Tallying with case counted, how many lines in the records below contain the string "puffer"? Reply with the number only.

-- Begin --

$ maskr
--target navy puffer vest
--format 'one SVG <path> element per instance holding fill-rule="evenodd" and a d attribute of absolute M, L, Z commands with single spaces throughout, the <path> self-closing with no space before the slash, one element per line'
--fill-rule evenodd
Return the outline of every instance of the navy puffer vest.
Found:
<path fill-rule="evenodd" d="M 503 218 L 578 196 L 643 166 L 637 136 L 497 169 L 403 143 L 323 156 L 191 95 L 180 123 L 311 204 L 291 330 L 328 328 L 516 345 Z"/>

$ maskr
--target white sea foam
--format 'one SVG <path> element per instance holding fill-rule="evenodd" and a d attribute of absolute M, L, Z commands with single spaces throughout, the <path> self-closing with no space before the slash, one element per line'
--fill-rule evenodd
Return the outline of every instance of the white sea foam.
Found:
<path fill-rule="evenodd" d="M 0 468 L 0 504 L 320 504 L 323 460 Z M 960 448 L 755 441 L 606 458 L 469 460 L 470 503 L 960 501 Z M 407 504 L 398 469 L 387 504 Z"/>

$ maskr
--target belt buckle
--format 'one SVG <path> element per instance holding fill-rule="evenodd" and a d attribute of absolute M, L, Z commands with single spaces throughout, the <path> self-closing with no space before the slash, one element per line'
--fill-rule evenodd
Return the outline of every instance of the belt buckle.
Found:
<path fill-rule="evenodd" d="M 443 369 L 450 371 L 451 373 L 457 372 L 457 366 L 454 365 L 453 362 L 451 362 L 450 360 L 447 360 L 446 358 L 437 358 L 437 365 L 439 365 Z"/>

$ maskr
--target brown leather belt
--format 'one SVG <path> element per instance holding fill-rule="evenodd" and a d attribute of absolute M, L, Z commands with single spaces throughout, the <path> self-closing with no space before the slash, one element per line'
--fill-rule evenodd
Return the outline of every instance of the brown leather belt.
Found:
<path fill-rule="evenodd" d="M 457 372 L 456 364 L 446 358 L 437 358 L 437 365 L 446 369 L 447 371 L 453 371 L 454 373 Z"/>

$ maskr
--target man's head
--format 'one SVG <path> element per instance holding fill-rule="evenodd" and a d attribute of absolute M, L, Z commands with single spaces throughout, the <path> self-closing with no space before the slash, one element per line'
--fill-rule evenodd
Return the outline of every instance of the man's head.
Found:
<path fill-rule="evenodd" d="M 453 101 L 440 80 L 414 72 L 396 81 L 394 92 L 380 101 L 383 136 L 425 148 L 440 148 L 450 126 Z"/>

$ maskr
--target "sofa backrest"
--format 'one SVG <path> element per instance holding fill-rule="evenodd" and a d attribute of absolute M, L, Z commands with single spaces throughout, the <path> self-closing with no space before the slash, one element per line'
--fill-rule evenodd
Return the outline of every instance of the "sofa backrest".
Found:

-- End --

• **SOLUTION TO THIS EXERCISE**
2